■ TASK TO COMPLETE
Reproduce word for word everything from the line containing "of the forested" down to the end of the data below.

════════

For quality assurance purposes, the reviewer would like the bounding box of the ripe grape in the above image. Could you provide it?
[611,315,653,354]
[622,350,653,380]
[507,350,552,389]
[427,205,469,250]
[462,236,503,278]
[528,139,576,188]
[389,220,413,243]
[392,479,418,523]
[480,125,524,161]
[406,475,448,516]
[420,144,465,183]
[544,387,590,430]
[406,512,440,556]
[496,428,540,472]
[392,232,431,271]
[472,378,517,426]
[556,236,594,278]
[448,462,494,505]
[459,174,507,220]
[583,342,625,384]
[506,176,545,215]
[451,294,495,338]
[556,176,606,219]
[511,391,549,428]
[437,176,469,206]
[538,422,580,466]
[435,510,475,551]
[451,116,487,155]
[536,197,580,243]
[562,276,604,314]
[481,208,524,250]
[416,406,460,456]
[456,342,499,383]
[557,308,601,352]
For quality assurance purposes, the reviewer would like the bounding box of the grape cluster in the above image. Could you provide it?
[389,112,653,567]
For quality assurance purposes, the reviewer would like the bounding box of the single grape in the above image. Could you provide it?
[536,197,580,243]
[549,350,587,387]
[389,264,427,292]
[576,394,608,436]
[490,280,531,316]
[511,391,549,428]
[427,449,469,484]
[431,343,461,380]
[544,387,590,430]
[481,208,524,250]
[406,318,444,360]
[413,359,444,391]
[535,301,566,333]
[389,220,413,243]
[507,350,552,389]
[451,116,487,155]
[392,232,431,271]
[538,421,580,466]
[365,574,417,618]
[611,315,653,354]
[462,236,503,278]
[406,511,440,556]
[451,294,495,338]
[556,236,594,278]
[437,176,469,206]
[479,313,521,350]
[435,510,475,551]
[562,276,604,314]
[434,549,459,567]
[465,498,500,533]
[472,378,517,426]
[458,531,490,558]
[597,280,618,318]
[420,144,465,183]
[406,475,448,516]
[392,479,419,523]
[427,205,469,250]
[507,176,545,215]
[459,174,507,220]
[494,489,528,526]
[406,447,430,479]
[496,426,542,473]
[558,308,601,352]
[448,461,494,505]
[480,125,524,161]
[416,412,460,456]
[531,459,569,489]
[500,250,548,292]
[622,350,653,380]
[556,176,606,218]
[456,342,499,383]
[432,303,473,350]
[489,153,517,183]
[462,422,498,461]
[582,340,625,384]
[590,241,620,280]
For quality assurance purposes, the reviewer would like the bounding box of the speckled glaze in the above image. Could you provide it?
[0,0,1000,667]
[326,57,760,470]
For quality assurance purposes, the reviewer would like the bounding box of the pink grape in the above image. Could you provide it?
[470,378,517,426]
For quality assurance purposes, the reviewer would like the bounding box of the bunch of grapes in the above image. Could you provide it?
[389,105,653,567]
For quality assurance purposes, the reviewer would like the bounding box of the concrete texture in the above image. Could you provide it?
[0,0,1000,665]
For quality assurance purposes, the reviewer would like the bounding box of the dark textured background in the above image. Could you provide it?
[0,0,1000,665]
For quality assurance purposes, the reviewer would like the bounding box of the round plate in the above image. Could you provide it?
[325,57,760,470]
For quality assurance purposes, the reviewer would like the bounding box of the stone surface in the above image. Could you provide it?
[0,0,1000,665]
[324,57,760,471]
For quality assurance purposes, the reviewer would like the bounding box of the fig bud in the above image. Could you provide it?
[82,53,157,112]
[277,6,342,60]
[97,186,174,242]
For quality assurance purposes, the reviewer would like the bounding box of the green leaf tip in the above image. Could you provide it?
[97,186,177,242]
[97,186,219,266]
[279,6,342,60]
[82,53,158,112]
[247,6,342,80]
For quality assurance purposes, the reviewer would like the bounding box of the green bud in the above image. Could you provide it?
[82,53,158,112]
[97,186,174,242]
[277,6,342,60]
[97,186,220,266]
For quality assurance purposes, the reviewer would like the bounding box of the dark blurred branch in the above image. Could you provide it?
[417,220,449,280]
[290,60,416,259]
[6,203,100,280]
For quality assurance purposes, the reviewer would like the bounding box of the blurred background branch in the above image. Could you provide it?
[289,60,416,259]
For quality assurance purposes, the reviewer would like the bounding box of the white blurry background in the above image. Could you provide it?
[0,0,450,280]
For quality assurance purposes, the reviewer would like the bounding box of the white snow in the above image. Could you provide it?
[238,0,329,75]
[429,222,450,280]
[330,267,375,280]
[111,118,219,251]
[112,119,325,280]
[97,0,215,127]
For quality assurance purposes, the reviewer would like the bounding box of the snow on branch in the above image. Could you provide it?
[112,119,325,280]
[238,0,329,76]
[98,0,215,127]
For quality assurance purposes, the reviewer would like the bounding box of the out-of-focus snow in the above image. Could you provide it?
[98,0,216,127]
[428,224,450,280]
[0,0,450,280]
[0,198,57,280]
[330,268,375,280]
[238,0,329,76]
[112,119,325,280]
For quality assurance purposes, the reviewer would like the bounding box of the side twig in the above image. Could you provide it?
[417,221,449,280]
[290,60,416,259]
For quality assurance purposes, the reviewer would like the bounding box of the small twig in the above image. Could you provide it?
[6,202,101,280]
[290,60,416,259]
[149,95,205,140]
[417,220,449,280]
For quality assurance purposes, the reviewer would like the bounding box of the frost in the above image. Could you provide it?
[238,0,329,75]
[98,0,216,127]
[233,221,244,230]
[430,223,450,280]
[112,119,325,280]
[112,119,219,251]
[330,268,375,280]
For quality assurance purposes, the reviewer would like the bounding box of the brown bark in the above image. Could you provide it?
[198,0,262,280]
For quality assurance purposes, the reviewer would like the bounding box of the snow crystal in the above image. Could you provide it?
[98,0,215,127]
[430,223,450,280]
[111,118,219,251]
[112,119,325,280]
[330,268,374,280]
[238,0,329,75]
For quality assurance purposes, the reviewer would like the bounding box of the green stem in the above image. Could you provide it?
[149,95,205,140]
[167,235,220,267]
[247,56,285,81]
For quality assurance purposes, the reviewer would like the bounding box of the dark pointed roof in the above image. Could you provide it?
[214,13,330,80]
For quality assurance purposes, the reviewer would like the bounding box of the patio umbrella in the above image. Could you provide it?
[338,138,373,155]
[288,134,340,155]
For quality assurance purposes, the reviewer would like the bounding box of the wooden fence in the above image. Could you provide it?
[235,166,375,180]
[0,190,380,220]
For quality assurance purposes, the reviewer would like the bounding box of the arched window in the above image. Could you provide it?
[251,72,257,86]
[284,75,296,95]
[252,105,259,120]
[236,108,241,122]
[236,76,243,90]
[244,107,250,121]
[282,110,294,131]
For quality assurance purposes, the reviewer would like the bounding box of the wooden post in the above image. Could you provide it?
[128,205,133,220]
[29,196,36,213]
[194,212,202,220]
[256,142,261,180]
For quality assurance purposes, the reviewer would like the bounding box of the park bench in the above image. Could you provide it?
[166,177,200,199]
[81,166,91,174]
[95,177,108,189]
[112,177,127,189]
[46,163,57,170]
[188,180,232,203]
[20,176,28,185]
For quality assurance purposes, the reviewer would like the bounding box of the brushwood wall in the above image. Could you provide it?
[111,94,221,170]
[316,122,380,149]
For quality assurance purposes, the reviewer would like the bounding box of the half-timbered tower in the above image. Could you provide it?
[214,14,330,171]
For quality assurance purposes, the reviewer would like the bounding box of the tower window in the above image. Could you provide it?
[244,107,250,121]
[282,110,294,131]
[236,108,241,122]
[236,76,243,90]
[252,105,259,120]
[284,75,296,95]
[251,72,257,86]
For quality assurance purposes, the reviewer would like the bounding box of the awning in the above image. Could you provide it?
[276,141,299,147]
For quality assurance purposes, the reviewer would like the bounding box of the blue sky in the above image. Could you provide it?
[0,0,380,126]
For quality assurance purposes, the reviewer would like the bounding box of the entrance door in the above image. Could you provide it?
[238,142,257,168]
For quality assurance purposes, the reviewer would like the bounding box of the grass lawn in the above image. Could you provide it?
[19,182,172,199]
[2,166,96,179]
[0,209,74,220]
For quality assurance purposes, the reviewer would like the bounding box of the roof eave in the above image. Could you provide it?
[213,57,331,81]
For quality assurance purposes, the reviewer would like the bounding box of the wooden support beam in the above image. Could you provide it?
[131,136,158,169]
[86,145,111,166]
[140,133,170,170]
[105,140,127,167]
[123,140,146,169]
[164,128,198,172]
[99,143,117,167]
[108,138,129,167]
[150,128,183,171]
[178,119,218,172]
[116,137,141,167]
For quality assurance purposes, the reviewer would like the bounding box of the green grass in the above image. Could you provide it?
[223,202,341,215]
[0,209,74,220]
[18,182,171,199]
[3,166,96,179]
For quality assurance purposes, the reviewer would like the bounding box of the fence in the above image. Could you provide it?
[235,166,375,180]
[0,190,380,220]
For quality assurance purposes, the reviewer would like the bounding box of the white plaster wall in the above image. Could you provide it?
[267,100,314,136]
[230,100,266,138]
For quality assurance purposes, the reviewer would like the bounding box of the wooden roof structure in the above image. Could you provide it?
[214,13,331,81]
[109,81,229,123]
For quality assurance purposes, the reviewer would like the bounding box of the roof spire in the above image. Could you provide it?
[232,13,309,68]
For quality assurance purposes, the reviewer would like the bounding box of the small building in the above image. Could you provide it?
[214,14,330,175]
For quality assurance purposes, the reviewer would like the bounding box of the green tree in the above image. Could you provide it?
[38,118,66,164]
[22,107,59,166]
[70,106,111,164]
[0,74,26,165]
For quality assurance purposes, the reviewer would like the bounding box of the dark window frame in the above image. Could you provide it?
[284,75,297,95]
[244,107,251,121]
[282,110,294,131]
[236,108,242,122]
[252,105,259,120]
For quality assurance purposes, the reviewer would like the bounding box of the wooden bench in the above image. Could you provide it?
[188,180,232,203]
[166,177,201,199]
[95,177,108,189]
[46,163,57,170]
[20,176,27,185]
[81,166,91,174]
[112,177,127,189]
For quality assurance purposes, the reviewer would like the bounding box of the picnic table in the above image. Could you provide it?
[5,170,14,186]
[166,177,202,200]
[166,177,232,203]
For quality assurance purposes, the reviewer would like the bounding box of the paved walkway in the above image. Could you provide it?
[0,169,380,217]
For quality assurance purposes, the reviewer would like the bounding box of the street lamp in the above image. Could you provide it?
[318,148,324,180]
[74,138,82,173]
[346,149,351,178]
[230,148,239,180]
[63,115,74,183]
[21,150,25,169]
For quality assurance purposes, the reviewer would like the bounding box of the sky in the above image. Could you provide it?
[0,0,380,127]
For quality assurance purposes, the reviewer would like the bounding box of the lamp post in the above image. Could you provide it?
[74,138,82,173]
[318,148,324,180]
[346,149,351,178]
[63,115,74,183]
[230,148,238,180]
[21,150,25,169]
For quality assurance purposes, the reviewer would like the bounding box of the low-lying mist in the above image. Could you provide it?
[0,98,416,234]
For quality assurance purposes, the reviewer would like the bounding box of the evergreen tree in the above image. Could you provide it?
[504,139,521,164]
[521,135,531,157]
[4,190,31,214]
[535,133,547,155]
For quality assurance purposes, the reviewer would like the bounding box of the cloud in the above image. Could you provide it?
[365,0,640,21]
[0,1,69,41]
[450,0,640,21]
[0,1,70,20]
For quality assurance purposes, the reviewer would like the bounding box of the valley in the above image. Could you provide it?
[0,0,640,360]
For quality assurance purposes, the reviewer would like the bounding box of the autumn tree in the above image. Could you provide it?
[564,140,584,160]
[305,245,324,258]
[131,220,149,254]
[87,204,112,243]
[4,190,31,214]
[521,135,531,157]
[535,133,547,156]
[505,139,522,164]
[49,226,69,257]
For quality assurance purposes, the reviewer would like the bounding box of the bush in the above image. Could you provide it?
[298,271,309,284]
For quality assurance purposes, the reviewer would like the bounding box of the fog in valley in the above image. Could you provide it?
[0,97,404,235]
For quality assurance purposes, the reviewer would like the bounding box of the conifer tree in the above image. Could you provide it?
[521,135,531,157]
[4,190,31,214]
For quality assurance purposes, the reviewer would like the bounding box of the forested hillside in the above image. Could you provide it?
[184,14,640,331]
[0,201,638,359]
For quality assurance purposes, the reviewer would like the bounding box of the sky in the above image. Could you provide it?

════════

■ ANSWER TO THE TASK
For quality assurance purposes, the reviewer would like the bounding box of the forested hillside in the above image. Could you provide it?
[184,14,640,331]
[0,201,638,359]
For quality assurance purposes, the reviewer would like the bounding box of the sky in the above image. Could you provide it?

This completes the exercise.